> _Records supplied_:
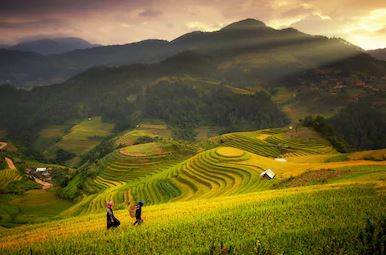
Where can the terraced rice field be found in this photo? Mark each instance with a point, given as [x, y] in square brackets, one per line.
[85, 135]
[7, 176]
[241, 224]
[277, 142]
[212, 173]
[144, 130]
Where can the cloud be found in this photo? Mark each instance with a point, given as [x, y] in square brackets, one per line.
[150, 13]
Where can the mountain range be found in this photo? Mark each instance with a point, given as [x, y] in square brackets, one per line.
[246, 76]
[257, 47]
[47, 46]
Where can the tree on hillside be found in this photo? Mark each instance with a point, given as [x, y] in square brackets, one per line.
[362, 125]
[320, 125]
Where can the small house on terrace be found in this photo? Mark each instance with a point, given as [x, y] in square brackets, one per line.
[268, 174]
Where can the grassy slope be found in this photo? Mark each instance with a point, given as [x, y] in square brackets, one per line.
[80, 138]
[84, 136]
[149, 174]
[326, 219]
[216, 191]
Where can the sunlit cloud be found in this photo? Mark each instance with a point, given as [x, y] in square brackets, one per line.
[124, 21]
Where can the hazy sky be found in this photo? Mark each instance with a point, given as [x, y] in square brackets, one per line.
[361, 22]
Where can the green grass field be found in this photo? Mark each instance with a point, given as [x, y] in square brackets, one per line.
[85, 135]
[321, 219]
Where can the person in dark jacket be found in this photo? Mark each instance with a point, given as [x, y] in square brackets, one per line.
[138, 213]
[111, 220]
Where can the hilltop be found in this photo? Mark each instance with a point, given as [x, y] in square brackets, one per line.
[48, 46]
[255, 45]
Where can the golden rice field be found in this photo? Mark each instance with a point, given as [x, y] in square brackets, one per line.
[218, 199]
[319, 219]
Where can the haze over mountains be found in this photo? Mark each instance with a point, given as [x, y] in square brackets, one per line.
[288, 50]
[378, 53]
[246, 76]
[48, 46]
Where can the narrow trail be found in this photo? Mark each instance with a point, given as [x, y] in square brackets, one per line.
[10, 163]
[45, 185]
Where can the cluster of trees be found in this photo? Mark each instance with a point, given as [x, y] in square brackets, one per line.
[359, 126]
[186, 106]
[321, 125]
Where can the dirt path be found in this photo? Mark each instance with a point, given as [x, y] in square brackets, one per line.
[45, 185]
[3, 145]
[10, 163]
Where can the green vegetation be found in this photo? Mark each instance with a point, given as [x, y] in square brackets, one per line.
[323, 127]
[84, 136]
[261, 218]
[362, 125]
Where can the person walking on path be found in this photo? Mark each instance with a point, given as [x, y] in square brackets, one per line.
[138, 213]
[112, 222]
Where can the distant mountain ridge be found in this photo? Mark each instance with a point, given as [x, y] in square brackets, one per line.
[378, 53]
[49, 46]
[246, 48]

> _Exercise prompt_: Copy out the listing above, substituting "Indicate each instance with a point" for "Mark each instance with a point" everywhere it occurs and keeping everything else the same. Leave out the pictures.

> _Written solution_:
Where can the terraced rice field be found in this photo? Indicate each instance with a point, given as [x, y] in square brackets, one per line.
[85, 135]
[7, 176]
[241, 224]
[277, 142]
[212, 173]
[144, 130]
Where can the cloud be found in this photo? Indicate each instance with a point, given as [x, y] in square brackets, one per line.
[150, 13]
Where can the mountain range be found in this photo? Indicate each instance with a point, given as [x, y] in square brackets, one per line.
[246, 76]
[257, 47]
[47, 46]
Where can the tree on hillside be found in this photo? Indicate each instance with a point, given as [x, y] in square brackets, one per line.
[362, 125]
[320, 125]
Where can the small house on terrace be found in this photo? Indicate each instance with a point, given as [x, y] in square brackets, one per line.
[268, 174]
Where can the grassy slope be found in this photo? Indicate each instance with a point, given as [x, y] in square brackets, one per line.
[80, 138]
[84, 136]
[149, 174]
[326, 219]
[216, 191]
Where can the sunlit cloud be found in this photo? Indicate each instance with a point, given as [x, y] in square brackets, one per line.
[124, 21]
Where can the hazy sky be found in this photo? Indicate each instance with a point, given as [x, y] in square brackets, one per line.
[361, 22]
Where can the green grass field be found in this photo? Indicate each instance with a point, given as [x, y] in square brackets, one per line.
[85, 135]
[321, 219]
Where can the person in dark jacket be found in this photo? Indicate each instance with a point, given as [x, y] in square brackets, one per line.
[138, 213]
[111, 220]
Where can the hilltop be found in this photo? Indicate each instance with a point, given as [x, y] in square brackets, one per line.
[48, 46]
[255, 45]
Where can the golden rice field be found in this photo? Indicate each instance with a point, given as [x, y] in square brackets, one per line.
[218, 199]
[319, 219]
Where can the haze over mountains be found in this photo? Indicate each instance with a point, given as [x, y] in square brackets, one per line.
[288, 50]
[378, 53]
[246, 76]
[48, 46]
Where can the narrow trail be found in this photo? Indicate each instance with a point, given as [x, y] in square brackets, one per line.
[10, 163]
[45, 185]
Where can the cluster of trees be found in this photo? Indicate each instance with a point, given as [x, y] in square brackets, one per line.
[359, 126]
[186, 106]
[321, 125]
Where can the dirt path be found in this photo? Indicate each instance with a point, given as [x, y] in square brackets, one per line.
[45, 185]
[3, 145]
[10, 163]
Where can the green vegetation be found in this photo? Indicate each instance with a point, given as [x, y] in square brackets, one per line.
[323, 127]
[84, 136]
[261, 218]
[362, 125]
Where can the person walking on path be found in this photo? Indicate each instance with a point, given as [x, y] in square brackets, one per line.
[138, 213]
[112, 222]
Where can the distant mountain ridge be found in this photo? Indicate each instance with a point, given as [x, y] in square brackets, one per line.
[378, 53]
[49, 46]
[246, 48]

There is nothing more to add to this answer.